> [What the exercise asks] What lines in the data below mention the string "every"? Copy them out.

--- Input records ---

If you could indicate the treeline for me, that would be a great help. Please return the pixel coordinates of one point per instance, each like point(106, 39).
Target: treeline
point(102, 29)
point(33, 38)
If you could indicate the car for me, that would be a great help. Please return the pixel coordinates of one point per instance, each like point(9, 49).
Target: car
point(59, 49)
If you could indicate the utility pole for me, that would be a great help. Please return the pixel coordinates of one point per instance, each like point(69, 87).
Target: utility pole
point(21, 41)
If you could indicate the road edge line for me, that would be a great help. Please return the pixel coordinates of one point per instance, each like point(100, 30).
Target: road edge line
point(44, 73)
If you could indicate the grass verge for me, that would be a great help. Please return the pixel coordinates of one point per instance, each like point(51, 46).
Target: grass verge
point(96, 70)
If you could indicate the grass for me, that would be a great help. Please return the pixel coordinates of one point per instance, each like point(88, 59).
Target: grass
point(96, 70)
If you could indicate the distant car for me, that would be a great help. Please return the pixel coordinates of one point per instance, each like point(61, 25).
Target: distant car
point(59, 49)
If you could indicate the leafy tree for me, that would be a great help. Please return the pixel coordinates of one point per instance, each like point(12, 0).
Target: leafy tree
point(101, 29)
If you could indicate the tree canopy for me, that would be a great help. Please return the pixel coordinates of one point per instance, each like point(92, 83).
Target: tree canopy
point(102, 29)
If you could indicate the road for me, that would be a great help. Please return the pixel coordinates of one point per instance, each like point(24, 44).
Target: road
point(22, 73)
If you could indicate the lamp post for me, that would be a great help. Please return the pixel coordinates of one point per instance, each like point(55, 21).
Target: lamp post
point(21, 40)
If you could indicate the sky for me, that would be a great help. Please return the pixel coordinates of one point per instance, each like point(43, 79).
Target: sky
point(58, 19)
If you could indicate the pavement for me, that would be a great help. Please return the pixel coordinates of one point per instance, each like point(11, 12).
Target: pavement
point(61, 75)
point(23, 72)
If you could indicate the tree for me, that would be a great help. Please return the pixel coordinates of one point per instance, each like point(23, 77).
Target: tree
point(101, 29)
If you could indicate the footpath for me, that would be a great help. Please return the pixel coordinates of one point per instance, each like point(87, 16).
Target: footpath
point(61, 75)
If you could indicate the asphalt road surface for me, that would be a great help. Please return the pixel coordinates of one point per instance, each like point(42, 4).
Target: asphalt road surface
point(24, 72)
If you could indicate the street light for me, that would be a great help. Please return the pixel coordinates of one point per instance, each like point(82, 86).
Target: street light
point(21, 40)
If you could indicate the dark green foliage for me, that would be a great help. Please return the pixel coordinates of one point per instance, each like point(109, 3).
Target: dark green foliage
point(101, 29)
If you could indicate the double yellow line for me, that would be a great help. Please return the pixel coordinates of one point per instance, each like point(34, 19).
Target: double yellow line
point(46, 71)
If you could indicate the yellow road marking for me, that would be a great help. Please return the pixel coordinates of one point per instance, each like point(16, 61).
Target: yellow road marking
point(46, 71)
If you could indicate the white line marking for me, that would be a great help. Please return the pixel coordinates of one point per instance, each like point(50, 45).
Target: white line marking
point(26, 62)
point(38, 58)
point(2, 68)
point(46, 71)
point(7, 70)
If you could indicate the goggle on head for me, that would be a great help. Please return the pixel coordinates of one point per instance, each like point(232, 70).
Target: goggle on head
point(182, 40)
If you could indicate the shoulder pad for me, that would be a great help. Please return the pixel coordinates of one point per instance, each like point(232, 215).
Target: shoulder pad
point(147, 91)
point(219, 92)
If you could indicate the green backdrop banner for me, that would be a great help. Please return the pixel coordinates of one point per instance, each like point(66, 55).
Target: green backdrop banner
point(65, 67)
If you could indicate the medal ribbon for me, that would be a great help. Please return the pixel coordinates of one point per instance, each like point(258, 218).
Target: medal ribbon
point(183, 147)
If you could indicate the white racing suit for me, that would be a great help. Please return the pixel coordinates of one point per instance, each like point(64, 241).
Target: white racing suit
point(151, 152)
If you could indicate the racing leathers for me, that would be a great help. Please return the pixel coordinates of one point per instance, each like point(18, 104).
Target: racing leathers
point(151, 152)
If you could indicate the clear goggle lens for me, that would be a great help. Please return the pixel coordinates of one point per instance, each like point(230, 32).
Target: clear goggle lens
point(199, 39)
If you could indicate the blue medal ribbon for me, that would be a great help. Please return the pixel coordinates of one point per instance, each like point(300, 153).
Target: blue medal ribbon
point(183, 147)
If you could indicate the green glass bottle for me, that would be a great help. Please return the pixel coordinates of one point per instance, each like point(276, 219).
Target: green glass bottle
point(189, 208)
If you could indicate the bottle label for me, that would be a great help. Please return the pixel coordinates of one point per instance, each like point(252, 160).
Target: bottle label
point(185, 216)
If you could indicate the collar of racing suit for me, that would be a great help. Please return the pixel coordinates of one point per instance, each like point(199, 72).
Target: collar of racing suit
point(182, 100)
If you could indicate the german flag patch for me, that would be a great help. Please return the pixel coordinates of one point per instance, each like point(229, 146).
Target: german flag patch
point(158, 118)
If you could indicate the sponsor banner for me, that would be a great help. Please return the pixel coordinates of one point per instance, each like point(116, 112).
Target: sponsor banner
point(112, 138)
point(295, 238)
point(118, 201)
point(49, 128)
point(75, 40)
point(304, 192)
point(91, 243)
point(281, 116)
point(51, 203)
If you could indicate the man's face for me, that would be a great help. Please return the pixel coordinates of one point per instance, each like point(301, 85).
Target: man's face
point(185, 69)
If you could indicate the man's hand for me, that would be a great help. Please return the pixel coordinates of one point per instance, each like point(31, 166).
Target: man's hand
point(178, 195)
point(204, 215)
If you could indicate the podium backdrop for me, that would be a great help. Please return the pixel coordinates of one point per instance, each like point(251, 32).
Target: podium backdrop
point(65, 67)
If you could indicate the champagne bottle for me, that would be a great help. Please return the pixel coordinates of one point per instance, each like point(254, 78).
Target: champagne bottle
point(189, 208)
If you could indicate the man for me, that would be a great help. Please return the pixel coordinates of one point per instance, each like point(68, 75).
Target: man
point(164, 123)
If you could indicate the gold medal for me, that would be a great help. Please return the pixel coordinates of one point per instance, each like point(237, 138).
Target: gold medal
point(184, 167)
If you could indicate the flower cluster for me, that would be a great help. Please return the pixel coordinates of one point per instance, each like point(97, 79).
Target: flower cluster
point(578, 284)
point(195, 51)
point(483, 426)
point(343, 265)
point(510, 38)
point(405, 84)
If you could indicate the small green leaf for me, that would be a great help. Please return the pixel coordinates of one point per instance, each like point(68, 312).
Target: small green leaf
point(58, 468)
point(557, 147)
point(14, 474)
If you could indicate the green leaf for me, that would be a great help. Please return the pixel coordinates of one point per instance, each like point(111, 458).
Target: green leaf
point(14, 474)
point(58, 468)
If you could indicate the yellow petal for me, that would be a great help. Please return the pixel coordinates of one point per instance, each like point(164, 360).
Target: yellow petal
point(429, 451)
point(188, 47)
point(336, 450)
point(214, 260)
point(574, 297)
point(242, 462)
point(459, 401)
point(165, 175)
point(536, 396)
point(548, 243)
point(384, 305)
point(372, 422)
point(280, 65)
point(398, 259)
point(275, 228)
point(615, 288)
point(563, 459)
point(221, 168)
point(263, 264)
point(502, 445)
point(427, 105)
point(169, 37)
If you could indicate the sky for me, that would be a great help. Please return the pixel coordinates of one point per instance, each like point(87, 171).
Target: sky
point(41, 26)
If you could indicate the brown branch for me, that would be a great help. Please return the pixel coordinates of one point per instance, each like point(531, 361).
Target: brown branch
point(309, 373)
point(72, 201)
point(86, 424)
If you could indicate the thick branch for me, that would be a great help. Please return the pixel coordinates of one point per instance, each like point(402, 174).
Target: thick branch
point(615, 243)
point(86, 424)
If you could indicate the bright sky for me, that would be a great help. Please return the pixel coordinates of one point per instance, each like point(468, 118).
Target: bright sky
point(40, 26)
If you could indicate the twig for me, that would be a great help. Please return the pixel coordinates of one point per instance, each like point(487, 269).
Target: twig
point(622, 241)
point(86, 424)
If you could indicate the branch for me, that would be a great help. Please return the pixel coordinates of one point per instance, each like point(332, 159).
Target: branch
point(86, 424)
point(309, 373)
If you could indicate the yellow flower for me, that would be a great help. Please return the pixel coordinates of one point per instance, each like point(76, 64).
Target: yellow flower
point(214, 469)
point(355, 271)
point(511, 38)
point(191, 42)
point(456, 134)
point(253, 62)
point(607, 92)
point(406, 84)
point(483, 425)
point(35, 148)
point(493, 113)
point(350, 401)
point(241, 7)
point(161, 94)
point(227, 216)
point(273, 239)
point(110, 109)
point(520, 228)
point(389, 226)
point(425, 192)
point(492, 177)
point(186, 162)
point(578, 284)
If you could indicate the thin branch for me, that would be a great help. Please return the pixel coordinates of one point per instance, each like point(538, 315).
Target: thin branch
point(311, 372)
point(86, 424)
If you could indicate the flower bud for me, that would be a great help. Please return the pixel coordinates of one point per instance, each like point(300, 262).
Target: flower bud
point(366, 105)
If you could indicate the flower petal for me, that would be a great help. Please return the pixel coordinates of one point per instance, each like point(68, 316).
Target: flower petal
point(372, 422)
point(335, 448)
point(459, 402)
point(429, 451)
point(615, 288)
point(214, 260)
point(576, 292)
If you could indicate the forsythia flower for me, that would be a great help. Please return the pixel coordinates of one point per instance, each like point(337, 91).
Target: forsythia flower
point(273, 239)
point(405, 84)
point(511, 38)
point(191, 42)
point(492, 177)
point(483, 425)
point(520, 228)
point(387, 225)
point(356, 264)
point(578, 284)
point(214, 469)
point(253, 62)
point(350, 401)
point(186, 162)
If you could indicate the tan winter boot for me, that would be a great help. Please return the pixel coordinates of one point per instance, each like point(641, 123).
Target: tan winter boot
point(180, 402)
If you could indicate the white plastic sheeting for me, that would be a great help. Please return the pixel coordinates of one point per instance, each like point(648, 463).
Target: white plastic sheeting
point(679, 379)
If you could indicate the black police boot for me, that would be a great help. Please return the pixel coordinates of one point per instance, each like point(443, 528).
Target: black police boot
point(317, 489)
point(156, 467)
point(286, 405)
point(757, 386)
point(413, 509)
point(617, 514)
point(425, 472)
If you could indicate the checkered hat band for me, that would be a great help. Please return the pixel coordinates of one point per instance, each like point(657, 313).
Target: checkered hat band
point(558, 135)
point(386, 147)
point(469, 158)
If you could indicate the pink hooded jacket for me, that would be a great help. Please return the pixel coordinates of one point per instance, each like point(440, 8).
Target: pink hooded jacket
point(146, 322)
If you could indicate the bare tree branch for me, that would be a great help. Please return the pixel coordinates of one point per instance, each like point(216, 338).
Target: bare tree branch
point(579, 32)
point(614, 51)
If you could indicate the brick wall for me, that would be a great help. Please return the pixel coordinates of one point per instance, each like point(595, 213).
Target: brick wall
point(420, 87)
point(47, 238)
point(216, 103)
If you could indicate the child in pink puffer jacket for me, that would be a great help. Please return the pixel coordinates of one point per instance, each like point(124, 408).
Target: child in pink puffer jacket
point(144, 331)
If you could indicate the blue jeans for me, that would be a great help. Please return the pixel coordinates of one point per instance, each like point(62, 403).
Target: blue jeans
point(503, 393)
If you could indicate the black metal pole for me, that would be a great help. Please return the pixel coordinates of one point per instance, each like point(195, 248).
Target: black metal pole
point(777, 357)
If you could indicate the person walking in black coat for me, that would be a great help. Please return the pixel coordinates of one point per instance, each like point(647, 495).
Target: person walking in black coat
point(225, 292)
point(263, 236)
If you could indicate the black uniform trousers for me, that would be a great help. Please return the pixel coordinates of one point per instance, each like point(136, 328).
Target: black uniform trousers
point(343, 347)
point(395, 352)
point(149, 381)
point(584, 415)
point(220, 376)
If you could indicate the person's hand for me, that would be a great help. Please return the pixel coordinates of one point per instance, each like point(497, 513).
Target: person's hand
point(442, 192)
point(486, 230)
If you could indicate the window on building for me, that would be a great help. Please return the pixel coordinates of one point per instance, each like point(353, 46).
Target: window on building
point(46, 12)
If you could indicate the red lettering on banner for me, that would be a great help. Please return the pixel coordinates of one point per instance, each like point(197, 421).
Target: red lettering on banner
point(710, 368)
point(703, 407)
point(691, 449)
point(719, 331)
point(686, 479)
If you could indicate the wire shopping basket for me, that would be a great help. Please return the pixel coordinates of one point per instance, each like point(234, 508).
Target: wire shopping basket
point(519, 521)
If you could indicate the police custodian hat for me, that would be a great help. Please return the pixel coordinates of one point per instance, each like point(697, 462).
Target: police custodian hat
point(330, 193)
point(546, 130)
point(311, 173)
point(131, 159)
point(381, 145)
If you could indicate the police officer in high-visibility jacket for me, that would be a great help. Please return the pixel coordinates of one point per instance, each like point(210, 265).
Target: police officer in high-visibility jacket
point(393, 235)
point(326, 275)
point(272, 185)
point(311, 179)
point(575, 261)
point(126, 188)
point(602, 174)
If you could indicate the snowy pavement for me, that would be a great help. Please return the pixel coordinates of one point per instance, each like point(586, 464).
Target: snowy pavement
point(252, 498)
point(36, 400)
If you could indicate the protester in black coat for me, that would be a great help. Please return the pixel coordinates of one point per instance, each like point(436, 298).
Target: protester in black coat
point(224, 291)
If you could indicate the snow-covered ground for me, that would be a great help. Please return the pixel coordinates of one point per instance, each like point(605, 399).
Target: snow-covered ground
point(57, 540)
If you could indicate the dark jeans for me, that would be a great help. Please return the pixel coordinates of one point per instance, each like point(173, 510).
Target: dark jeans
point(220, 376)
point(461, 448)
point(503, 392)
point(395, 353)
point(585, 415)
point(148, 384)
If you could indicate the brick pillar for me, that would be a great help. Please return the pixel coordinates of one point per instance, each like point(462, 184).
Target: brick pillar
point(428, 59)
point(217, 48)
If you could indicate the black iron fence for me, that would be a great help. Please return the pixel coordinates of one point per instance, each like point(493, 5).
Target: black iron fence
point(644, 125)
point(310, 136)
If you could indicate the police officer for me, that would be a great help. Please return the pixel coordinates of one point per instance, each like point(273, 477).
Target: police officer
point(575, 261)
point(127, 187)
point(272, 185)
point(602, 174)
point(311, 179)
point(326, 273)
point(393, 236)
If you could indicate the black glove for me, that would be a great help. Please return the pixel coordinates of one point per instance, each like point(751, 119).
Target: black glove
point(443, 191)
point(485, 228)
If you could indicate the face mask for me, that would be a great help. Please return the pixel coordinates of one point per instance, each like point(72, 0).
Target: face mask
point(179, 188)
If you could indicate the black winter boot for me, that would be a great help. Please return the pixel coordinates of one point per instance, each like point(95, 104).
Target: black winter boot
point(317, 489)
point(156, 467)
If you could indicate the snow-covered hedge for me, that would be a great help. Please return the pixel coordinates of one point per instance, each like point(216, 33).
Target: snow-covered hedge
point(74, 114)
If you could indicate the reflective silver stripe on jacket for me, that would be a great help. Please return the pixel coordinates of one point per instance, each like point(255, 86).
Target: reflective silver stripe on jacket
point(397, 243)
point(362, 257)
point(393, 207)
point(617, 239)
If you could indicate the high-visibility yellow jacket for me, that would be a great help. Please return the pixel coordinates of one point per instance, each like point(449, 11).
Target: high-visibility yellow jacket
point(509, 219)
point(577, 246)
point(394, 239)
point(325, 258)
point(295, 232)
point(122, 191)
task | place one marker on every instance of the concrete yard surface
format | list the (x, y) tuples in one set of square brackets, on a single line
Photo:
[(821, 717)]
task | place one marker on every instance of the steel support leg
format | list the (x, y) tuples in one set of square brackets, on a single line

---

> [Response to this task]
task | place one marker on every instance of the concrete yard surface
task | place one marker on every instance of the steel support leg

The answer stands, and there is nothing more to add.